**WHAT THE EXERCISE ASKS**
Pick out every line of the entries below where "person" occurs, and copy those lines.

Dataset records
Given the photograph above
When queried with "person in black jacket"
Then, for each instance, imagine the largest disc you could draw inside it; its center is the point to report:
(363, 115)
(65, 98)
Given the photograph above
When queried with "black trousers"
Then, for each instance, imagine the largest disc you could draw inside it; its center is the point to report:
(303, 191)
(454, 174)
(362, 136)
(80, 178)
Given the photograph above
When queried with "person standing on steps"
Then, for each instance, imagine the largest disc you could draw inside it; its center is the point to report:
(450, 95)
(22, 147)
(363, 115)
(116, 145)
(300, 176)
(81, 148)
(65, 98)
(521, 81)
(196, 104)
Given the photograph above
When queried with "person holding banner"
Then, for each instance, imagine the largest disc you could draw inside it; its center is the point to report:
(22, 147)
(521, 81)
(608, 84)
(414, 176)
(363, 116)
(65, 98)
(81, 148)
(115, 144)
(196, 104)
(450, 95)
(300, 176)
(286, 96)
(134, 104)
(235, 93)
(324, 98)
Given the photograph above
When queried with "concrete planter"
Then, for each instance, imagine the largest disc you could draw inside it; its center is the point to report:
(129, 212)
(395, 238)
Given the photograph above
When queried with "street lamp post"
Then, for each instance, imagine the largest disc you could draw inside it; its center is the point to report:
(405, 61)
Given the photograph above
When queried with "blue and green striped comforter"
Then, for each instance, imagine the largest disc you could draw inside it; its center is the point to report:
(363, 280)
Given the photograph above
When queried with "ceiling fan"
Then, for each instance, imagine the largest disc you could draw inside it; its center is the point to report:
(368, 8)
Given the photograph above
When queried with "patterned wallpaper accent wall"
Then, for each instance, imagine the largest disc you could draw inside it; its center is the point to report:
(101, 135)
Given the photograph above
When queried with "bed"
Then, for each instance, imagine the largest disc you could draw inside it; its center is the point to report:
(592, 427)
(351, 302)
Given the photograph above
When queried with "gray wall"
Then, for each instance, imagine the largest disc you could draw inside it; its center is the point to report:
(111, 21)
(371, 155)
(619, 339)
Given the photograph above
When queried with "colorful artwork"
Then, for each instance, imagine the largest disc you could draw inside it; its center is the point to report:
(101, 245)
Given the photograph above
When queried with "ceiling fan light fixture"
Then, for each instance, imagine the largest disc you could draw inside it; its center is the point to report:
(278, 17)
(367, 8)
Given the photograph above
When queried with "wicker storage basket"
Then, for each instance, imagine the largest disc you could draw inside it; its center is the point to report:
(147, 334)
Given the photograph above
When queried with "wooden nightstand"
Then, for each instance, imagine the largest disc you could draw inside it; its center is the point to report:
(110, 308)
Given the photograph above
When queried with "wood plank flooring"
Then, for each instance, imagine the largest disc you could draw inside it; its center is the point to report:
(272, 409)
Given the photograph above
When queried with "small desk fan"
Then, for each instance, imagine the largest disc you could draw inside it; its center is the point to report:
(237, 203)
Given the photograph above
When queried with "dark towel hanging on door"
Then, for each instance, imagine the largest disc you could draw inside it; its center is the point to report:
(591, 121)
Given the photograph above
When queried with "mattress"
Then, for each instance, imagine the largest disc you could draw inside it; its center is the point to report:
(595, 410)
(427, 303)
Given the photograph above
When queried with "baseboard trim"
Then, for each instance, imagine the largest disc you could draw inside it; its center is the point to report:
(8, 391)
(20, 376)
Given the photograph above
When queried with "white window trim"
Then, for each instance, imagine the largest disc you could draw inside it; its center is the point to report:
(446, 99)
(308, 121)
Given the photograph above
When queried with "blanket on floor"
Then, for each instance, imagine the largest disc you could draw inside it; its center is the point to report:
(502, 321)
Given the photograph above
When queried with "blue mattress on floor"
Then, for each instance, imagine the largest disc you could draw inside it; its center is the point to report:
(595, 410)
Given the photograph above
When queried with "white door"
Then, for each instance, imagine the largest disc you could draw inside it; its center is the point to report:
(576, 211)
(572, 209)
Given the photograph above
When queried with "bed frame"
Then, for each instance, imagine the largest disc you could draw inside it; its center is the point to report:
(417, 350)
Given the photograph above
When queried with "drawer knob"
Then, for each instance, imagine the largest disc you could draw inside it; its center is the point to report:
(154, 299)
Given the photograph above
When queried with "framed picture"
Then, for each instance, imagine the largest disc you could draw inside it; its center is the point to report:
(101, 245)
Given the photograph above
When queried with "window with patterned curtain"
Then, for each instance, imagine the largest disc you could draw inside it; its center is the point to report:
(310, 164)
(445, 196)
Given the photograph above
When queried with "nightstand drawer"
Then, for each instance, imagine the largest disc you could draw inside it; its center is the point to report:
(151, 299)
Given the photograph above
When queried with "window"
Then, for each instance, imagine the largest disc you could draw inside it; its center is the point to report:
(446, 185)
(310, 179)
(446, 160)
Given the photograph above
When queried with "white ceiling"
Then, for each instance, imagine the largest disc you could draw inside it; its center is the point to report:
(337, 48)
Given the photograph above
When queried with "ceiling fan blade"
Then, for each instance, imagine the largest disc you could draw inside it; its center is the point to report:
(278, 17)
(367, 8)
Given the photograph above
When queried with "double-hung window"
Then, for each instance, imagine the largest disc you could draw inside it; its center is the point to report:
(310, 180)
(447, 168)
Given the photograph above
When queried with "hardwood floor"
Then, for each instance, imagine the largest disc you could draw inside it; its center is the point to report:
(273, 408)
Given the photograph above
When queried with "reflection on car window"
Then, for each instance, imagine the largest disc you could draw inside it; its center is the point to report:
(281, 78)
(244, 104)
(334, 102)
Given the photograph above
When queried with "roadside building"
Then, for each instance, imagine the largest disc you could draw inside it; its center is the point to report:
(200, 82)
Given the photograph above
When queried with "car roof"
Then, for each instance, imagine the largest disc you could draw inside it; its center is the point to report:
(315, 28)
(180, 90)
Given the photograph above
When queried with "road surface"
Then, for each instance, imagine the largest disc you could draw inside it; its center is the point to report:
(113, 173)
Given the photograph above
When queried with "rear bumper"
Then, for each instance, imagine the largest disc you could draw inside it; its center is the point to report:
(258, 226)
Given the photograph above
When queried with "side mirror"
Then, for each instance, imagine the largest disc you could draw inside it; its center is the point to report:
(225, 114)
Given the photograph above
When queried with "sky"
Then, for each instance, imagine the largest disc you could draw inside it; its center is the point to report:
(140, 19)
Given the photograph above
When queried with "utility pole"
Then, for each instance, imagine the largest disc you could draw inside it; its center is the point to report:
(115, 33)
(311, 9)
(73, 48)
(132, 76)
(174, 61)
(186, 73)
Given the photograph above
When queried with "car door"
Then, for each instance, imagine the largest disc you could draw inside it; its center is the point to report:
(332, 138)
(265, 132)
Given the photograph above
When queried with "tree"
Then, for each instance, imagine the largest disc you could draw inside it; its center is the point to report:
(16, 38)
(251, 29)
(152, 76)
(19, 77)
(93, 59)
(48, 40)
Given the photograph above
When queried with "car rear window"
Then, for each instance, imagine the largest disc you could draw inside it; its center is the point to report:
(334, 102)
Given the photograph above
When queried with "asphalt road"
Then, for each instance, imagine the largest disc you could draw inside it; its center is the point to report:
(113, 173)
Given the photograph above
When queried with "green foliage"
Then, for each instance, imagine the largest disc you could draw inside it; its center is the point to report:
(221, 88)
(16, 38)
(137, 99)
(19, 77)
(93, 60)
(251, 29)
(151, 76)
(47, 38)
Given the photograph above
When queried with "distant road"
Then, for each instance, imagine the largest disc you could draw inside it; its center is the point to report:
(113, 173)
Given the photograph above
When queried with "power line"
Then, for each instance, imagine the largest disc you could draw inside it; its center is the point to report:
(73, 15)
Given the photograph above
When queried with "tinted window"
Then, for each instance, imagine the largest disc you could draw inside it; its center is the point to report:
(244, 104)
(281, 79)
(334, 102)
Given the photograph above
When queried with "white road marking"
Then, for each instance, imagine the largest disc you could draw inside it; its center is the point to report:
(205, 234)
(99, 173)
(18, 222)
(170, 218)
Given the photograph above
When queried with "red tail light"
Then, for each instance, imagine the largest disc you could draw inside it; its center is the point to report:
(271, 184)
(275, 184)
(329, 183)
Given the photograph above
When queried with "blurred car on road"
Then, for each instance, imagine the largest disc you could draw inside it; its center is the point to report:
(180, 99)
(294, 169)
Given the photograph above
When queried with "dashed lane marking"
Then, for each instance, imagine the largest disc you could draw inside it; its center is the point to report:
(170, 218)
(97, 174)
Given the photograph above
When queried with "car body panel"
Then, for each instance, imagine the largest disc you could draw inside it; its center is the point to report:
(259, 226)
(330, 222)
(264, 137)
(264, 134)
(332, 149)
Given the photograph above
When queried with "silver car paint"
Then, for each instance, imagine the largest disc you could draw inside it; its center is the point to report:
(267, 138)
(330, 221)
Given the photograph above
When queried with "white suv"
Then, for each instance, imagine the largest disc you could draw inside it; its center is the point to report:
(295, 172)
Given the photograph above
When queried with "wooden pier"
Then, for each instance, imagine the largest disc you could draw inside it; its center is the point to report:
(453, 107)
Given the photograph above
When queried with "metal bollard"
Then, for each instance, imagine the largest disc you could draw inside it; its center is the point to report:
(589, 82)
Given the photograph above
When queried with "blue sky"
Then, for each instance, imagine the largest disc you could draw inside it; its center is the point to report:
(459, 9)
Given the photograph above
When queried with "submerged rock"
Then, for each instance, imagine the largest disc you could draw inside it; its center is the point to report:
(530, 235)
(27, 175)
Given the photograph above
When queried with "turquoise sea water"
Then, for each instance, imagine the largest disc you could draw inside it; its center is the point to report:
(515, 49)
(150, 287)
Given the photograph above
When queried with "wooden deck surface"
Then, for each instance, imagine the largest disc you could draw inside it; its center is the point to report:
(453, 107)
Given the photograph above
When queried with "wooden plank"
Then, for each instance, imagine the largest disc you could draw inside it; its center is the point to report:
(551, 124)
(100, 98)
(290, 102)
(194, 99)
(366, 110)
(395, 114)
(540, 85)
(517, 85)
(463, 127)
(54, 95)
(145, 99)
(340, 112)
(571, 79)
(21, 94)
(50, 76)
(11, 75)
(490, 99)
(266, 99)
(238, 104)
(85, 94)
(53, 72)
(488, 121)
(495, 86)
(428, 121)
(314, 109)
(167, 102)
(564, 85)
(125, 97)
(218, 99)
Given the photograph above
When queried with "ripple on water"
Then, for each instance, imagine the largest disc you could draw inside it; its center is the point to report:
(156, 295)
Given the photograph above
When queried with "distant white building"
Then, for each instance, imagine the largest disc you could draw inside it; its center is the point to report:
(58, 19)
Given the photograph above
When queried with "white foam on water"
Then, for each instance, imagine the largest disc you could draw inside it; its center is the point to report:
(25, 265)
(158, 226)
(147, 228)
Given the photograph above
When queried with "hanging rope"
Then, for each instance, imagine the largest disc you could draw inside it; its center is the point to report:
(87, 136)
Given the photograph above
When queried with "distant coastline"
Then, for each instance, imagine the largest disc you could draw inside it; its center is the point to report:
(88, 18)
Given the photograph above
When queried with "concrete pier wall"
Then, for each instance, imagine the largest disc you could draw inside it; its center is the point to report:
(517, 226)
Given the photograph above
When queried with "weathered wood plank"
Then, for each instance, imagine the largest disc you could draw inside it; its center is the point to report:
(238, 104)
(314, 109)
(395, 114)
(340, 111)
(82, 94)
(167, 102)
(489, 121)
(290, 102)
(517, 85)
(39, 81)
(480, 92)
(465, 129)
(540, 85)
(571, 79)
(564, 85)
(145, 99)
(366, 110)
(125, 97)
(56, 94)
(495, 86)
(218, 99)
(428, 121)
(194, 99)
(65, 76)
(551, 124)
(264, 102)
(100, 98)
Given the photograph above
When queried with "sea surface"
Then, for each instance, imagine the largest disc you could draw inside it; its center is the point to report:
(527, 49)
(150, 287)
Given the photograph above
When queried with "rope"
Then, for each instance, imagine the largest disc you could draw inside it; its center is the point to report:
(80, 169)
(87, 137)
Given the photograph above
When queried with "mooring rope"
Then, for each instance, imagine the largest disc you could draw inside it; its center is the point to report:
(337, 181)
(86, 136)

**EXPECTED ANSWER**
When queried with "person in black jacket"
When queried with "person standing on steps"
When queried with "person holding banner"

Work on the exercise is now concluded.